#### TASKS
1 - In the scouting text on Cephus, how does Simon Carroll sum up his draft value?
2 - Carry the scouting text on Cephus forward from its final sentence.

#### TEXT FOR ANALYSIS

━━━

CON’S: Quickness off the line doesn’t match his speed when into his routes. Wisconsin liked to keep him moving before the snap to get him up to speed and away from handsy press corners. Speed drops as he changes direction - particularly inside breaks on intermediate routes. Was suspended from the team in 2018 after being charged with sexual assault, although the allegations were dismissed and he returned to the team for his final year in Madison.

SIMON CARROLL: “It feels like the charges that derailed Cephus’ college career are having a similar effect on his draft stock. I watch his tape and for the life of me cannot understand why he’s not given the love of some other prospects. He’s an all-rounder with some areas to improve. But to me he’s not far from a complete receiver who, after maybe his rookie season, can be a true starter in the NFL. Cephus is a day three pick with day two talent”.

━━━

(Referring expression grounding data)

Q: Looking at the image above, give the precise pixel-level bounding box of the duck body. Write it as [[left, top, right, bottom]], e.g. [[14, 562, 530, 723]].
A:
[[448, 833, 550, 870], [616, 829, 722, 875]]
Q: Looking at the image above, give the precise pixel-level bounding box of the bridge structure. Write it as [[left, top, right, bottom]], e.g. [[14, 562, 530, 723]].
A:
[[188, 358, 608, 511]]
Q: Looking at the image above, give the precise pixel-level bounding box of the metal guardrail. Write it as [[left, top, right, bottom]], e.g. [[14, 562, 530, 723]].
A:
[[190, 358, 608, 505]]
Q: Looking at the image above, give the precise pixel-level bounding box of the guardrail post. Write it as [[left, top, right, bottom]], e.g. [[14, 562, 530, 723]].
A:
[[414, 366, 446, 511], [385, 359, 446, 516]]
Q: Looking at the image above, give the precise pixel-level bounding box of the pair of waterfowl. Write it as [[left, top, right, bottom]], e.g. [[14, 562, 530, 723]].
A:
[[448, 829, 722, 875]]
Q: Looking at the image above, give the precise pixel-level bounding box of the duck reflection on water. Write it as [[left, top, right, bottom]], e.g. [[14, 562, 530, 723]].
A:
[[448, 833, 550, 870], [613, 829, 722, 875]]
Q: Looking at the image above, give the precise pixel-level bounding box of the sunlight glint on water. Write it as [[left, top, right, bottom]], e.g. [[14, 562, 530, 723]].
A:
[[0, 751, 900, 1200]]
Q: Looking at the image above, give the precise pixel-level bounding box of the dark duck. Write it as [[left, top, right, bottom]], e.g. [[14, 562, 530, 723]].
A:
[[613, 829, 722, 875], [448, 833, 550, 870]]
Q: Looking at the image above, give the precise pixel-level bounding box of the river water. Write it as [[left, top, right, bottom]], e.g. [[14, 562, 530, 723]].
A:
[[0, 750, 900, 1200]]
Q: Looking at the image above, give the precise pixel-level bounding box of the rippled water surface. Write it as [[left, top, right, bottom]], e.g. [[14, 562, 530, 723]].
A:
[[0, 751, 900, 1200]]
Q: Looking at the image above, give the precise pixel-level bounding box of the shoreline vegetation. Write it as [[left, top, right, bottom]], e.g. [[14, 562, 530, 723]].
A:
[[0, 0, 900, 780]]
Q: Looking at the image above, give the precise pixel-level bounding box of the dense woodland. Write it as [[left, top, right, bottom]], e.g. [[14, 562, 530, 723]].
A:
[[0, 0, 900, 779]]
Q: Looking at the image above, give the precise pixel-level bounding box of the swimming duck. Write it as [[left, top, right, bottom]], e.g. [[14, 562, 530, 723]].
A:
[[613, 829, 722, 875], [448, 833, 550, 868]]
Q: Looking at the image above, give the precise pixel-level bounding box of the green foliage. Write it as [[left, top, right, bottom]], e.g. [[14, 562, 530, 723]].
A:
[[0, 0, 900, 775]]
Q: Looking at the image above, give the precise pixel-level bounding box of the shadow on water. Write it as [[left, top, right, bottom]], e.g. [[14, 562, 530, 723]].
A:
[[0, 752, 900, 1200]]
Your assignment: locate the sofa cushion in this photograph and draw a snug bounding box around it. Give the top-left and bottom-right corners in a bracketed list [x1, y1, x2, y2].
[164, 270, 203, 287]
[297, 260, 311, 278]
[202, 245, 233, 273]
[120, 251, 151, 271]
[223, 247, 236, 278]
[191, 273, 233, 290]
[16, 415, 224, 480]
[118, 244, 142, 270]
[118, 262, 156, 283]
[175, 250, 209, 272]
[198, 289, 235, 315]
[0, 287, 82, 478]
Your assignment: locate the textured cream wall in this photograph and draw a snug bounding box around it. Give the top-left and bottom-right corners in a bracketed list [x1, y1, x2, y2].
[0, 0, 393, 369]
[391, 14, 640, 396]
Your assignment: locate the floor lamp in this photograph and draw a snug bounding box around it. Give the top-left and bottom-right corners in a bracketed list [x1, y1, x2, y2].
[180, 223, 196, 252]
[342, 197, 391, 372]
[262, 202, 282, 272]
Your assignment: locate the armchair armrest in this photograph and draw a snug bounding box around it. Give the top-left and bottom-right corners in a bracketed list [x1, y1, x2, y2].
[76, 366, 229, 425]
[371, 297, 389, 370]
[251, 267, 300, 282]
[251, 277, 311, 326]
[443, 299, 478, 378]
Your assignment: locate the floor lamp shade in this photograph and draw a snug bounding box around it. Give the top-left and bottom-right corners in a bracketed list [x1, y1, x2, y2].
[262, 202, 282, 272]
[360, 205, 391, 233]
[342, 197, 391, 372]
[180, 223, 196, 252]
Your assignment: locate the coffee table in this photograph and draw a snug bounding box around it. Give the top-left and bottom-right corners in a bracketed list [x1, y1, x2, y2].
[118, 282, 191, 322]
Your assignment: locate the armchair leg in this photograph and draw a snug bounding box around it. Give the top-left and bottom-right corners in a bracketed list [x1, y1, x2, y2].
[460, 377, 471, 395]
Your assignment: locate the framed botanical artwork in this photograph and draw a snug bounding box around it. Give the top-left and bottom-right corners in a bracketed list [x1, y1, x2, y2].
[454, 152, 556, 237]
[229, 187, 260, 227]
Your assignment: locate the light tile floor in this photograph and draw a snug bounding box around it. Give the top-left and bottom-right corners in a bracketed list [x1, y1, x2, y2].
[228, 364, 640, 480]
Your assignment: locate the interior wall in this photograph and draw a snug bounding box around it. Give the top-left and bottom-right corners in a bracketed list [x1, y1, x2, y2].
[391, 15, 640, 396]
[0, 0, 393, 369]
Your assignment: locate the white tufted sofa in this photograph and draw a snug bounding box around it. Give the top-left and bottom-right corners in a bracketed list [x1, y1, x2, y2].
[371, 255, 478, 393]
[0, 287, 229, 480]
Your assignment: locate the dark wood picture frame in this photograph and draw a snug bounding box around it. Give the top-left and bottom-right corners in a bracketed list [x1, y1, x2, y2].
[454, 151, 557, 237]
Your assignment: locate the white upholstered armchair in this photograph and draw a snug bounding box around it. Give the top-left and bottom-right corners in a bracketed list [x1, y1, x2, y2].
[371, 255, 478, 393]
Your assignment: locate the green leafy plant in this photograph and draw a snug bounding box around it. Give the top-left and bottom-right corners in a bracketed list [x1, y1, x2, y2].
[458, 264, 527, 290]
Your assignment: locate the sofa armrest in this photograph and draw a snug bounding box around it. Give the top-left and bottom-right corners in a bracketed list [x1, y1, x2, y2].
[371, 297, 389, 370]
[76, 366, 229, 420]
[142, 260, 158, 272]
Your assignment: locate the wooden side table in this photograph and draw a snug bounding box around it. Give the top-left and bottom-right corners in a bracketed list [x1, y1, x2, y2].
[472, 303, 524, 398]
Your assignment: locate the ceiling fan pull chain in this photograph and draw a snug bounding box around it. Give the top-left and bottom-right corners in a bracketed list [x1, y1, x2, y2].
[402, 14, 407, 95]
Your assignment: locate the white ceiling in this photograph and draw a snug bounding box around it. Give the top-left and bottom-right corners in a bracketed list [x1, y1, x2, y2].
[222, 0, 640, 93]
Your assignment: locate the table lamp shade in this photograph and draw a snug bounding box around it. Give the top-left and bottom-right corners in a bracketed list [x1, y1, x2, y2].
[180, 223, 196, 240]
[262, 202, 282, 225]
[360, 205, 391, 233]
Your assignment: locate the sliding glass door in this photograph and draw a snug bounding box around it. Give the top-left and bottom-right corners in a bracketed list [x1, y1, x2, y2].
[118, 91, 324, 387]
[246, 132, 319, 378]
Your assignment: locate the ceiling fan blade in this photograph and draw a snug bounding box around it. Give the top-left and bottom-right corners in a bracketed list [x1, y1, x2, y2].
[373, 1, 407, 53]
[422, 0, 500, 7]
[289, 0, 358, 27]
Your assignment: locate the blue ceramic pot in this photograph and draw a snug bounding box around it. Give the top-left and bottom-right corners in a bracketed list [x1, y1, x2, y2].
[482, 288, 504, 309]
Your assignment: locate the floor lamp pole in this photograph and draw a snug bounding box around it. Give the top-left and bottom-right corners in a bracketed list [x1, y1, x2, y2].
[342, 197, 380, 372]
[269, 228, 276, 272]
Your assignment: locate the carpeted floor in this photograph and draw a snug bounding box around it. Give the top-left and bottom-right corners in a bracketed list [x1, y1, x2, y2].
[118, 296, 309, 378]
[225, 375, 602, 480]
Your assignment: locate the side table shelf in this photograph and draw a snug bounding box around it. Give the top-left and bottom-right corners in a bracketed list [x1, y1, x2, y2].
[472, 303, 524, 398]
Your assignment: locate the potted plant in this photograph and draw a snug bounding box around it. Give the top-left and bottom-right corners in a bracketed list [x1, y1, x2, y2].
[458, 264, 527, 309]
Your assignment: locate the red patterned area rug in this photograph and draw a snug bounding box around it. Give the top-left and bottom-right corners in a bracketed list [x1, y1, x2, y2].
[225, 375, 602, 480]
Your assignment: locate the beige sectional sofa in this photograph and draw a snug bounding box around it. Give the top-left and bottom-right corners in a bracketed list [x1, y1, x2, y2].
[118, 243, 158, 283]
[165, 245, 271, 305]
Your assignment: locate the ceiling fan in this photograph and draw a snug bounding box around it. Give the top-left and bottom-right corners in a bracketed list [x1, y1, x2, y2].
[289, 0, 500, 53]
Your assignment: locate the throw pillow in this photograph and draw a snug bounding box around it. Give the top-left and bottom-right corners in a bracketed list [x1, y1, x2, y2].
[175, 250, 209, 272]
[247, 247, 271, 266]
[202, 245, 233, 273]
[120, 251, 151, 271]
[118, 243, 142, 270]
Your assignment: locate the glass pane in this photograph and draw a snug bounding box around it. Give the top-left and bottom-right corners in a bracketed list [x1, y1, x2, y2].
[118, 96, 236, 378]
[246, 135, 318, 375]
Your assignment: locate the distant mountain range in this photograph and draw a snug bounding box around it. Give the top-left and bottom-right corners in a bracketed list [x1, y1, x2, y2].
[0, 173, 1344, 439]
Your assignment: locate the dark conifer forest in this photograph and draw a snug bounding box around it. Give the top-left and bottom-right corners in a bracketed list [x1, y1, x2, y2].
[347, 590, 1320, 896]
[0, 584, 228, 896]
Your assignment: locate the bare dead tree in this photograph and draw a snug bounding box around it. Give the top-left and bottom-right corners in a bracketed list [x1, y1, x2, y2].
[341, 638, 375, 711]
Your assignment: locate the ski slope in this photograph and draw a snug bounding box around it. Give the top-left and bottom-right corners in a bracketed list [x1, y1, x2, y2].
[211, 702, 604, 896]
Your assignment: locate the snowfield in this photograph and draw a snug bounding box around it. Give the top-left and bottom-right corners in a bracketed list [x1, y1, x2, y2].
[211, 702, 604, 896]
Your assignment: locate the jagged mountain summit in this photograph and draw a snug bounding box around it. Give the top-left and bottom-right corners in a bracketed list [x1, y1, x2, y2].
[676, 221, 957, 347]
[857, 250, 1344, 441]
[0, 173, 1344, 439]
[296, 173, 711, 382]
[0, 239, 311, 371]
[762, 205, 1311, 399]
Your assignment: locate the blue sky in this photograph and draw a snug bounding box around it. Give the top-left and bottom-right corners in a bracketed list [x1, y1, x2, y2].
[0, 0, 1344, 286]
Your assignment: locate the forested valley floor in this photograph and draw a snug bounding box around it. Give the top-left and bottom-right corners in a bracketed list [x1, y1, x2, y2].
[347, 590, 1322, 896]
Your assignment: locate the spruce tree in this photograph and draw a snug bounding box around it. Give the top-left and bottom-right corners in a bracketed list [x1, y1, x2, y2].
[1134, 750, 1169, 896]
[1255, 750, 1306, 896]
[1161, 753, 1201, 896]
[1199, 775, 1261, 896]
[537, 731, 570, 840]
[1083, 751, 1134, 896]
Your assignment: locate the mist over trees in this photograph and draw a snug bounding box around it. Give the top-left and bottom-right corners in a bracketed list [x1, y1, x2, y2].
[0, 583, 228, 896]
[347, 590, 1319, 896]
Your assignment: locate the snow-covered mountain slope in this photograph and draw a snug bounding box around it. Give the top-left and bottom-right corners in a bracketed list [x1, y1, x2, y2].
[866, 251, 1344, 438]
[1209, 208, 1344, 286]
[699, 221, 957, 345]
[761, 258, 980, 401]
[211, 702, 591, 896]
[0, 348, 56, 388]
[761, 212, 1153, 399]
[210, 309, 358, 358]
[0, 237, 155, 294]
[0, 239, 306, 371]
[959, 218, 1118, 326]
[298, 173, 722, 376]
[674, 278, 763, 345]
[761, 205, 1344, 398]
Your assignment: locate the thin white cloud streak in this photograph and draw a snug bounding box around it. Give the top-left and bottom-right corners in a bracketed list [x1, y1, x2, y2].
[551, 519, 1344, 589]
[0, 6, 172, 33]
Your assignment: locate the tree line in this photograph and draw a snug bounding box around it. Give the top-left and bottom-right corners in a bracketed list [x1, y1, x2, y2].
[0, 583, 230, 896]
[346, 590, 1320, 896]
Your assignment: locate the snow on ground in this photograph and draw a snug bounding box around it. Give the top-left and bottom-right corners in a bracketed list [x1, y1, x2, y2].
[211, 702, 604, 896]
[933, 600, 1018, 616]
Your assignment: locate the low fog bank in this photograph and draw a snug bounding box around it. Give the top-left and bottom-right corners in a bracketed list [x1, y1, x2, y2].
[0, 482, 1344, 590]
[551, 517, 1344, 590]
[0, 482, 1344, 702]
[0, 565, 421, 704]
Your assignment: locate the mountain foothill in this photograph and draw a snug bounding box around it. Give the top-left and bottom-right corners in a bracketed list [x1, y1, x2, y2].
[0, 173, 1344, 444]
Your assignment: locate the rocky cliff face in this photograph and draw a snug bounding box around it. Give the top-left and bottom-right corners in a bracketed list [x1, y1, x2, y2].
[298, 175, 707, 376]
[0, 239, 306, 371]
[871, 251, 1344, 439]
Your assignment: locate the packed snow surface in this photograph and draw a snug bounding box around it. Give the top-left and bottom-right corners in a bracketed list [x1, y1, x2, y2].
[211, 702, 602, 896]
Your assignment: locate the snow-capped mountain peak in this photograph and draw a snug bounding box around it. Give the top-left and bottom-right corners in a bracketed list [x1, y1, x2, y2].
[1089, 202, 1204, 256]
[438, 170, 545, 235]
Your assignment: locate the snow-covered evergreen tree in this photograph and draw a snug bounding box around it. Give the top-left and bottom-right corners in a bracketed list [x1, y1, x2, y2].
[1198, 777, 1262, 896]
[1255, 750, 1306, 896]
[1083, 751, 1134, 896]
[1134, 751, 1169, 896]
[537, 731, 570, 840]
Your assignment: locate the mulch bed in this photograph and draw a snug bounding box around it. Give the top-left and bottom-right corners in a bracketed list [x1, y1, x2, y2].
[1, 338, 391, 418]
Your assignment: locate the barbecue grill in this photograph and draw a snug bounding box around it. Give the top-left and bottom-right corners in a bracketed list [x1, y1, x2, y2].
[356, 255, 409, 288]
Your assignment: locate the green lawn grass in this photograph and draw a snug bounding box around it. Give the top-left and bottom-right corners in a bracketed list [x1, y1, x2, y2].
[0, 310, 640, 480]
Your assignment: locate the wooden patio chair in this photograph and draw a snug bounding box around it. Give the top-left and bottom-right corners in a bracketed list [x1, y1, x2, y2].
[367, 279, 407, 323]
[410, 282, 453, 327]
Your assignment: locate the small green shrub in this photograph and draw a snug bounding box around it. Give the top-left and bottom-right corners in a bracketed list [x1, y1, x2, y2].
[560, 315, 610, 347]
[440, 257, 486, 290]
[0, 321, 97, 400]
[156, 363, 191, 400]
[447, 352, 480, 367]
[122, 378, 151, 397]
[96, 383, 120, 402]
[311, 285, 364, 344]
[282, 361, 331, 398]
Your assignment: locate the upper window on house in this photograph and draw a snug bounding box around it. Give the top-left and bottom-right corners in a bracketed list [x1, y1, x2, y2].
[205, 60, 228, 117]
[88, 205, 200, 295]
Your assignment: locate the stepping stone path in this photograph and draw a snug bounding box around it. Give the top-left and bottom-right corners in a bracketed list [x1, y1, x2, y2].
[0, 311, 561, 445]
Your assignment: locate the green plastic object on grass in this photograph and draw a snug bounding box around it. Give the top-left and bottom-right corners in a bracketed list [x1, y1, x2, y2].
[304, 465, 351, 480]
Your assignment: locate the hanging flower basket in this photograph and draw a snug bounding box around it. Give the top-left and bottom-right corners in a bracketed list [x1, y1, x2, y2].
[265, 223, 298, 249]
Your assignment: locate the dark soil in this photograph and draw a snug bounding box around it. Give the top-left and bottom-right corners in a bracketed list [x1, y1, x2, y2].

━━━

#### YOUR RESPONSES
1 - He calls Cephus a day three pick with day two talent.

2 -
Height: 5’11”.   Weight: 196lbs

PRO’S: Ultra-productive slot receiver who might just have the best hands in this draft. Literally anything thrown his way is a catch - if it’s in his postcode, he’s coming down with the football. Has Odell Beckham level of hands - one handed grabs, scooping up balls by his feet, sideline snags - you name it, he can do it. Very quick feet that help him get just enough separation on his routes and lets his ball skills do the rest. Gritty play from the slot and despite his diminutive stature fights through contact for the ball. Brings the same feisty attitude to blocking duties too.

CON’S: Small - he can high point but he isn’t going to pluck airballs out of the sky down the sidelines. Subpar athleticism - outside of the shiftiness near the line of scrimmage he doesn’t possess the speed to really challenge defenders on his routes. Lacks desired length for the NFL and whilst it hasn’t affected his catching at college, he will be attacked by the new breed of cornerback at the next level. Doesn’t offer much yardage after the catch.

SIMON CARROLL: “Hands like glue and makes circus catches as a routine exercise, James Proche makes football more entertaining. He’s got a battle on his hands to be as effective at the next level as he was at SMU, but boy do I love watching him do his thing. I imagine some scouts will fall in love with him despite his deficiencies. He’s quite simply too productive not to make an NFL roster”.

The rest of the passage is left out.